[START OF LISTING]

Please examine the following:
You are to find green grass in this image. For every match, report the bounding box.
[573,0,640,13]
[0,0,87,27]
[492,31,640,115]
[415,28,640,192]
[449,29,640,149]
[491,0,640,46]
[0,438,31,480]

[END OF LISTING]

EXERCISE DESCRIPTION: Convert the rows above into a Markdown table with two columns, Line No. and Content. Put one line in each table row and leave out any blank lines.

TASK RESULT:
| Line No. | Content |
|---|---|
| 1 | Please examine the following: |
| 2 | You are to find green grass in this image. For every match, report the bounding box. |
| 3 | [573,0,640,13] |
| 4 | [0,0,87,27] |
| 5 | [492,31,640,115] |
| 6 | [415,28,640,192] |
| 7 | [449,29,640,149] |
| 8 | [491,0,640,46] |
| 9 | [0,438,31,480] |